● **Data**:
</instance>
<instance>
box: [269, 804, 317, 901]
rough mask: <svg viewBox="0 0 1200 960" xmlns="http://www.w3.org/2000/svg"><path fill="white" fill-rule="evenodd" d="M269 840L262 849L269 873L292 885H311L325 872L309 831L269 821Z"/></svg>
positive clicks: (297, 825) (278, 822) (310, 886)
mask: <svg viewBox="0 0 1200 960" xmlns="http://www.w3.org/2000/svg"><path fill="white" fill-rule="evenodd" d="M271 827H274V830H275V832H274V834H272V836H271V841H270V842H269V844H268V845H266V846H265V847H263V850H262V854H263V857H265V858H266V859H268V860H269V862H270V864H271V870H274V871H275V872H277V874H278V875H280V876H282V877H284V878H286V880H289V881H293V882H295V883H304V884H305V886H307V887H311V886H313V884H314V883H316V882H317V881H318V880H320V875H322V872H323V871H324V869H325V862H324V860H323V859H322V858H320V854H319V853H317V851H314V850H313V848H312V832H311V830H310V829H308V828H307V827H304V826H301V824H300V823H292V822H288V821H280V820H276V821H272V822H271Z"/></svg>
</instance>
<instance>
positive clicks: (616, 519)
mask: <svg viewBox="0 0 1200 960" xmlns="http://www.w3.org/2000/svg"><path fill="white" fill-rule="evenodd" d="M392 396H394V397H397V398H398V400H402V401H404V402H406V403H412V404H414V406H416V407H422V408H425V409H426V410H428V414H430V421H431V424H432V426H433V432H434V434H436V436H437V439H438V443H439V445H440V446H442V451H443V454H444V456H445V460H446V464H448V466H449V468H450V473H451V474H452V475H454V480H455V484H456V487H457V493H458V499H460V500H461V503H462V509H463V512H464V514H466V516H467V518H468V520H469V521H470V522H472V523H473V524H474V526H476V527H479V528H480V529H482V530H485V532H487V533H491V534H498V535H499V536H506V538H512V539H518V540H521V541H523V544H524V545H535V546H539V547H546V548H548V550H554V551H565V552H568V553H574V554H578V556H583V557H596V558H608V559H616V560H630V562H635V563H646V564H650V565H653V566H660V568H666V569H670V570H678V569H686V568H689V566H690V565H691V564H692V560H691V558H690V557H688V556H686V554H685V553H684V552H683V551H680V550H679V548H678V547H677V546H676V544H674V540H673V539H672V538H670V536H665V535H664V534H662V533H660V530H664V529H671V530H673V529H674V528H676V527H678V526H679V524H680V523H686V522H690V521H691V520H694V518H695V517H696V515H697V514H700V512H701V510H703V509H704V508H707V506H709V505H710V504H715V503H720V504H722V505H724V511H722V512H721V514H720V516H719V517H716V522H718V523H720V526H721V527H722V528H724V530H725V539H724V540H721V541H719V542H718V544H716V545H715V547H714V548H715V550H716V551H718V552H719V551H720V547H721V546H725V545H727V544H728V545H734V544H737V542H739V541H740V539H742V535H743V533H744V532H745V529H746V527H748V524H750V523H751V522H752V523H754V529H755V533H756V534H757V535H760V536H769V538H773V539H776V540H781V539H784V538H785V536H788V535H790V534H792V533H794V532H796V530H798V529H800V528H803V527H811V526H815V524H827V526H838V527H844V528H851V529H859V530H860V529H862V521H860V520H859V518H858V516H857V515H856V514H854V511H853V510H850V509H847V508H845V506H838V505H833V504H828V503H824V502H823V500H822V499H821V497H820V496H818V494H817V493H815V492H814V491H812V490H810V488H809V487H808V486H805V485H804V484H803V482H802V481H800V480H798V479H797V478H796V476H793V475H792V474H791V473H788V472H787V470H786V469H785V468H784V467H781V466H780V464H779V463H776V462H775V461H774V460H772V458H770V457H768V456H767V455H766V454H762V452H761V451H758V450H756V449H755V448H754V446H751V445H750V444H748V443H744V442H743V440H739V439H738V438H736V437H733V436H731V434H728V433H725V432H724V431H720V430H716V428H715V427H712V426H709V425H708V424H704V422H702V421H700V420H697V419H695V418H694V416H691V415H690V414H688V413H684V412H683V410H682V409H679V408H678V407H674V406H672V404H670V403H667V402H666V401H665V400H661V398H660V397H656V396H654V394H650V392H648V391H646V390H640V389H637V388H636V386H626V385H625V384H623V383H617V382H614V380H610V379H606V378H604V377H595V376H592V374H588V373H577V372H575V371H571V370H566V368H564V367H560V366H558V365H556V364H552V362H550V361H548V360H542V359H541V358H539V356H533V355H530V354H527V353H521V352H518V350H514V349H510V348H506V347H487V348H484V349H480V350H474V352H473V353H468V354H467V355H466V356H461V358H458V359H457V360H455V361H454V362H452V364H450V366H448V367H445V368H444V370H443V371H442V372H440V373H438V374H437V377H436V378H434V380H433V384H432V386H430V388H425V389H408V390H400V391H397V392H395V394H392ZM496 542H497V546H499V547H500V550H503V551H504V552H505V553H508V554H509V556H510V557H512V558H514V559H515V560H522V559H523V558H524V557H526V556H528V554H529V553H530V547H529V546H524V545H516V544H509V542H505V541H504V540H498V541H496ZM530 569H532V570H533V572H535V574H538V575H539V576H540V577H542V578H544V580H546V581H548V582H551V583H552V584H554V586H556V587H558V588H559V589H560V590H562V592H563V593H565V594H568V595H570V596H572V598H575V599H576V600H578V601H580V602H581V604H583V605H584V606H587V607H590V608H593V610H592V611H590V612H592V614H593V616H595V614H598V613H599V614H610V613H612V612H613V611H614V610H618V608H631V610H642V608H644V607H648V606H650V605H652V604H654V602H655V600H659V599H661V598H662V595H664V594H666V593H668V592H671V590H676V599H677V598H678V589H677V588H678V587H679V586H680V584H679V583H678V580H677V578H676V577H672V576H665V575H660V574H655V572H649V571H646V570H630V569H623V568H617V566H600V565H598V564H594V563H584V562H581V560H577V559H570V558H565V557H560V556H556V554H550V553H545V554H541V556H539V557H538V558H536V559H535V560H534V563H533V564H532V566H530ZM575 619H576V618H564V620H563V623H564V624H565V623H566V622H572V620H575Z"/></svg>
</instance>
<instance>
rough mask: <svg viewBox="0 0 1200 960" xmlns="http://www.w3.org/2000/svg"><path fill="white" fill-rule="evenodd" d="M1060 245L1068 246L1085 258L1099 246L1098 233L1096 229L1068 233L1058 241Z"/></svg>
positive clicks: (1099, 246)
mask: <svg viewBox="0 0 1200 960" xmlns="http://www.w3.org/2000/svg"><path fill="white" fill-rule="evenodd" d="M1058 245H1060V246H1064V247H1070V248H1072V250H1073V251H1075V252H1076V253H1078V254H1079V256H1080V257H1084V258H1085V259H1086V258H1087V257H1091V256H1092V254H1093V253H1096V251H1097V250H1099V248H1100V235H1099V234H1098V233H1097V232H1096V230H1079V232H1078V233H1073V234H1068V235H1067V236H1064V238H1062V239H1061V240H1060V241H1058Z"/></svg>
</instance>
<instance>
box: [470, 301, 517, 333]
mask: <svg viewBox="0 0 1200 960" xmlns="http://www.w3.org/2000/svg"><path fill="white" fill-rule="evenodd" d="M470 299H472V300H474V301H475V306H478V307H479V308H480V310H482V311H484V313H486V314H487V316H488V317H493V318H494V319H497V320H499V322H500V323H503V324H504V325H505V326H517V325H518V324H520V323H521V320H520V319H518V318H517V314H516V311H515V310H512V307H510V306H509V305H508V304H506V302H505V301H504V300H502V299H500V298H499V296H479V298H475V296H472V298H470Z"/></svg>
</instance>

● **Problem requirements**: Please extract every line of the listing above and reproduce each one verbatim, keeping the original order.

● **Answer for this exercise**:
</instance>
<instance>
box: [269, 804, 317, 901]
rough mask: <svg viewBox="0 0 1200 960" xmlns="http://www.w3.org/2000/svg"><path fill="white" fill-rule="evenodd" d="M269 840L262 849L269 873L292 885H311L325 872L309 831L269 821Z"/></svg>
positive clicks: (297, 825) (278, 822) (310, 886)
mask: <svg viewBox="0 0 1200 960" xmlns="http://www.w3.org/2000/svg"><path fill="white" fill-rule="evenodd" d="M271 827H274V830H275V832H274V834H272V836H271V841H270V842H269V844H268V845H266V846H265V847H263V850H262V854H263V857H265V858H266V859H268V860H269V862H270V864H271V870H274V871H275V872H277V874H278V875H280V876H282V877H284V878H286V880H289V881H293V882H295V883H304V884H305V886H307V887H311V886H313V884H314V883H316V882H317V881H318V880H320V875H322V872H323V871H324V869H325V862H324V860H323V859H322V858H320V854H319V853H317V851H314V850H313V848H312V832H311V830H310V829H308V828H307V827H304V826H301V824H300V823H292V822H288V821H280V820H276V821H272V822H271Z"/></svg>
</instance>
<instance>
positive clicks: (616, 519)
mask: <svg viewBox="0 0 1200 960" xmlns="http://www.w3.org/2000/svg"><path fill="white" fill-rule="evenodd" d="M392 396H394V397H397V398H398V400H402V401H404V402H406V403H412V404H414V406H416V407H422V408H425V409H426V410H428V414H430V421H431V424H432V426H433V432H434V434H436V436H437V439H438V443H439V445H440V446H442V451H443V454H444V456H445V460H446V464H448V466H449V468H450V473H451V474H452V475H454V480H455V484H456V487H457V493H458V499H460V500H461V503H462V509H463V512H464V514H466V516H467V518H468V520H469V521H470V522H472V523H473V524H474V526H476V527H479V528H480V529H482V530H485V532H487V533H491V534H498V535H499V536H506V538H512V539H518V540H521V541H523V544H524V545H535V546H539V547H546V548H548V550H554V551H565V552H568V553H574V554H578V556H583V557H596V558H608V559H616V560H630V562H635V563H646V564H650V565H653V566H660V568H666V569H670V570H678V569H686V568H689V566H690V565H691V564H692V560H691V558H690V557H688V556H686V554H685V553H684V552H683V551H680V550H679V548H678V547H677V546H676V544H674V540H673V539H672V538H670V536H665V535H664V534H662V533H660V530H664V529H671V530H673V529H674V528H676V527H678V526H679V524H680V523H686V522H690V521H691V520H694V518H695V517H696V515H697V514H700V512H701V510H703V509H704V508H707V506H709V505H710V504H715V503H720V504H722V505H724V511H722V512H721V514H720V516H719V517H716V522H718V523H720V526H721V527H722V528H724V530H725V539H724V540H721V541H719V542H718V544H716V545H715V547H714V548H715V550H716V551H718V552H719V551H720V547H721V546H725V545H727V544H728V545H734V544H737V542H739V541H740V539H742V535H743V533H744V532H745V529H746V527H748V524H750V523H751V522H752V523H754V529H755V533H756V534H757V535H760V536H769V538H773V539H776V540H781V539H784V538H785V536H788V535H790V534H792V533H794V532H796V530H798V529H800V528H803V527H811V526H815V524H827V526H838V527H844V528H851V529H859V530H860V529H862V521H860V520H859V518H858V516H857V515H856V514H854V511H853V510H850V509H847V508H845V506H838V505H833V504H828V503H824V502H823V500H822V499H821V497H820V496H818V494H817V493H815V492H814V491H812V490H810V488H809V487H808V486H805V485H804V484H803V482H802V481H800V480H798V479H797V478H796V476H793V475H792V474H791V473H788V472H787V470H786V469H785V468H784V467H781V466H780V464H779V463H776V462H775V461H774V460H772V458H770V457H768V456H767V455H766V454H762V452H761V451H758V450H756V449H755V448H754V446H751V445H750V444H748V443H744V442H743V440H739V439H738V438H736V437H733V436H731V434H728V433H725V432H724V431H720V430H716V428H715V427H712V426H709V425H708V424H704V422H702V421H700V420H697V419H695V418H694V416H691V415H690V414H688V413H684V412H683V410H682V409H679V408H678V407H674V406H672V404H670V403H667V402H666V401H665V400H661V398H660V397H656V396H654V394H650V392H648V391H646V390H640V389H637V388H636V386H626V385H625V384H623V383H617V382H614V380H610V379H606V378H604V377H595V376H592V374H588V373H577V372H575V371H571V370H566V368H564V367H560V366H558V365H556V364H552V362H550V361H548V360H542V359H541V358H539V356H533V355H530V354H527V353H521V352H518V350H514V349H510V348H506V347H487V348H484V349H480V350H474V352H473V353H468V354H467V355H466V356H461V358H458V359H457V360H455V361H454V362H452V364H450V366H448V367H445V368H444V370H443V371H442V372H440V373H438V374H437V377H436V378H434V380H433V384H432V386H430V388H425V389H408V390H400V391H397V392H395V394H392ZM496 542H497V546H499V547H500V550H503V551H504V552H505V553H508V554H509V556H510V557H512V558H514V559H515V560H522V559H523V558H524V557H526V556H528V554H529V553H530V547H529V546H524V545H516V544H509V542H505V541H504V540H498V541H496ZM530 569H532V570H533V572H535V574H538V575H539V576H540V577H542V578H544V580H546V581H548V582H551V583H552V584H554V586H556V587H558V588H559V589H560V590H562V592H563V593H565V594H568V595H570V596H572V598H575V599H576V600H578V601H580V602H581V604H583V605H584V606H587V607H590V608H593V610H592V611H590V612H592V614H593V616H595V614H598V613H599V614H610V613H612V612H613V611H614V610H618V608H631V610H642V608H644V607H648V606H650V605H652V604H654V602H655V600H659V599H661V598H662V595H664V594H666V593H668V592H671V590H676V599H677V598H678V589H677V588H678V587H679V586H680V584H679V583H678V580H677V578H676V577H672V576H665V575H660V574H655V572H649V571H646V570H630V569H623V568H617V566H600V565H598V564H594V563H584V562H581V560H577V559H570V558H565V557H560V556H556V554H550V553H545V554H541V556H539V557H538V558H536V559H535V560H534V563H533V564H532V566H530ZM575 619H576V618H564V620H563V623H564V624H565V623H566V622H572V620H575Z"/></svg>
</instance>
<instance>
rough mask: <svg viewBox="0 0 1200 960" xmlns="http://www.w3.org/2000/svg"><path fill="white" fill-rule="evenodd" d="M1060 245L1068 246L1085 258L1099 246L1098 233L1096 229L1068 233L1058 241Z"/></svg>
positive clicks: (1099, 246)
mask: <svg viewBox="0 0 1200 960" xmlns="http://www.w3.org/2000/svg"><path fill="white" fill-rule="evenodd" d="M1058 245H1060V246H1064V247H1070V248H1072V250H1073V251H1075V252H1076V253H1078V254H1079V256H1080V257H1084V258H1085V259H1086V258H1087V257H1091V256H1092V254H1093V253H1096V251H1097V250H1099V248H1100V235H1099V234H1098V233H1097V232H1096V230H1079V232H1078V233H1073V234H1068V235H1067V236H1064V238H1062V239H1061V240H1060V241H1058Z"/></svg>
</instance>
<instance>
box: [470, 301, 517, 333]
mask: <svg viewBox="0 0 1200 960" xmlns="http://www.w3.org/2000/svg"><path fill="white" fill-rule="evenodd" d="M470 299H472V300H474V301H475V306H478V307H479V308H480V310H482V311H484V313H486V314H487V316H488V317H493V318H494V319H497V320H499V322H500V323H503V324H504V325H505V326H517V325H518V324H520V323H521V320H520V319H518V318H517V314H516V311H515V310H512V307H510V306H509V305H508V304H506V302H505V301H504V300H502V299H500V298H499V296H479V298H475V296H472V298H470Z"/></svg>
</instance>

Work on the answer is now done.